### EXERCISE INPUTS ###

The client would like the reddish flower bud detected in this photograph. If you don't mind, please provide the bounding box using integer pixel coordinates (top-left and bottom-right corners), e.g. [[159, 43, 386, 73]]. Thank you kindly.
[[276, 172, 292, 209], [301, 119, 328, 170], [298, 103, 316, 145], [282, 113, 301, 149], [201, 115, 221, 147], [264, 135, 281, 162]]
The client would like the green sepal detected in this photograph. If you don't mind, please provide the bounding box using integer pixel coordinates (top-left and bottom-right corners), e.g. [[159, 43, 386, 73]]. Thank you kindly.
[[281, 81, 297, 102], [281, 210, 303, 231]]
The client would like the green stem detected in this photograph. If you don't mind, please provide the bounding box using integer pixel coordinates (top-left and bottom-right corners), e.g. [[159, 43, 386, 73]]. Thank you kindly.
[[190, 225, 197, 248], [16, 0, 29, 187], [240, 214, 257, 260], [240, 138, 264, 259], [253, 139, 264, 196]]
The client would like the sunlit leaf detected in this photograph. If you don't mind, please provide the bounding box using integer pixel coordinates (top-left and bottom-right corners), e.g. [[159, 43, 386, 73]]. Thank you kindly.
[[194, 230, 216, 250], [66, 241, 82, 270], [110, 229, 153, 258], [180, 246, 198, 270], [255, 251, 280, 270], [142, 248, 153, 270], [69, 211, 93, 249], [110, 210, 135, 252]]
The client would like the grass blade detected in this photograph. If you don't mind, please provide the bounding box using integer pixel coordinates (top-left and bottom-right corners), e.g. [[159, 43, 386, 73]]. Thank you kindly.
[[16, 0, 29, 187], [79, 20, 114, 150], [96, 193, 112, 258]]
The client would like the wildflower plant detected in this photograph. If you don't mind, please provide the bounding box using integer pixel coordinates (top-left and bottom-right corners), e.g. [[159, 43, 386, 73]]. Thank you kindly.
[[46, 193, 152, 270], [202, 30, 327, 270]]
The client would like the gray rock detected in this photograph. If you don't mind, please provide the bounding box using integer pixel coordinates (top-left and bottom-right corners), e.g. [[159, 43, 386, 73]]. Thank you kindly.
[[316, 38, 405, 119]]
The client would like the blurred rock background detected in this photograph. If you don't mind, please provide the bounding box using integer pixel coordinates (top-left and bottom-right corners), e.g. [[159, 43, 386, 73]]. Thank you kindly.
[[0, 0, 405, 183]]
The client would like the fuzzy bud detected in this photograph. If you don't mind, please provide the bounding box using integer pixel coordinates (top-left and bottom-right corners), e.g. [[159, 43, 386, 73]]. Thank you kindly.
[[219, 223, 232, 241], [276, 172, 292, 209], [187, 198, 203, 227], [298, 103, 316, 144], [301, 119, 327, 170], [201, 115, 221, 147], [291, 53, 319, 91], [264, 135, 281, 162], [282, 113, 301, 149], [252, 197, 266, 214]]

###

**WRITTEN TASK:** Lay out all of the material above as a numbered list, leaving out any blank lines.

**EXERCISE ANSWER:**
1. The client would like the reddish flower bud detected in this photograph. If you don't mind, please provide the bounding box using integer pixel coordinates (top-left and bottom-right corners), e.g. [[159, 43, 386, 73]]. Thank you kindly.
2. [[276, 172, 292, 209], [301, 119, 328, 170], [298, 103, 316, 145], [282, 113, 301, 149], [201, 115, 221, 147], [264, 135, 281, 162]]
3. The client would like the green sepal detected in this photograph. If you don't mind, please provide the bounding box using integer pixel coordinates (top-left and bottom-right corners), e.g. [[159, 43, 386, 73]]. Thank you kindly.
4. [[281, 81, 297, 102], [281, 210, 303, 231]]
5. The client would like the green stem detected in this photograph. If you don't mind, please provide the bounding box using integer pixel coordinates (top-left and bottom-right corners), e.g. [[159, 43, 386, 73]]. Thank you kindly.
6. [[190, 225, 197, 248], [16, 0, 29, 187], [240, 214, 257, 260], [240, 138, 264, 259], [253, 139, 264, 196]]
7. The client would like the sunlit leaf detected in this photograph. If you don't mind, please provide the bounding box using integer pixel coordinates (top-left and bottom-right corners), e.g. [[159, 43, 386, 73]]. Thank you kindly.
8. [[194, 230, 216, 250], [66, 241, 82, 270], [110, 229, 153, 258], [180, 246, 198, 270], [255, 251, 280, 270], [142, 248, 153, 270], [69, 211, 93, 249], [110, 210, 135, 252]]
9. The client would like the grass blade detected in this photograph. If you don't mind, please provide the bounding box using integer pixel coordinates (top-left and bottom-right corners), e.g. [[159, 43, 386, 73]]. Thank you kindly.
10. [[16, 0, 29, 187], [79, 20, 114, 150], [96, 193, 112, 258]]
11. The client would like the wildflower plant detected in this photograph. If you don't mind, please provide the bounding box using integer pixel coordinates (top-left and bottom-right corners), e.g. [[159, 43, 386, 73]]. Thank you kindly.
12. [[46, 193, 152, 270], [202, 30, 327, 270]]
13. The client would like the gray rock detected in this photograph. If you don't mind, please provide the bounding box using integer pixel coordinates (top-left and bottom-right corners), e.g. [[159, 43, 386, 73]]. Thank you kindly.
14. [[316, 38, 405, 119]]
15. The client would like the blurred rock background detected in this photograph. If you don't mind, please provide the bounding box using integer pixel coordinates (top-left and bottom-right corners), e.g. [[159, 43, 386, 73]]. Thank you kindly.
16. [[0, 0, 405, 183]]
17. The client would like the fuzzy bud detected in this photograph. If you don't mind, please provide the bounding box using integer pixel coordinates (top-left and bottom-right corners), e.g. [[159, 43, 386, 73]]. Thank you kindly.
18. [[219, 223, 232, 241], [276, 172, 292, 209], [187, 198, 203, 227], [298, 103, 316, 144], [301, 119, 327, 170], [201, 115, 221, 147], [291, 53, 319, 91], [264, 135, 281, 162], [282, 113, 301, 149], [252, 197, 266, 214]]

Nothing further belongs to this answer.